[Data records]

[Start of Attachment]

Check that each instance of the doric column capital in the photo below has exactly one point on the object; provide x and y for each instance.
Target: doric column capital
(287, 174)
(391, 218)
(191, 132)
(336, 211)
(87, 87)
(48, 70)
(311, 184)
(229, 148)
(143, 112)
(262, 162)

[End of Attachment]

What is needed is an exact repetition of all the entries above.

Output for this exercise
Check that each instance of the doric column capital in the photo below has exactly one point on the object; provide x and y for each instance.
Target: doric column capital
(287, 174)
(391, 218)
(191, 132)
(336, 211)
(87, 87)
(48, 70)
(311, 184)
(229, 148)
(143, 112)
(262, 162)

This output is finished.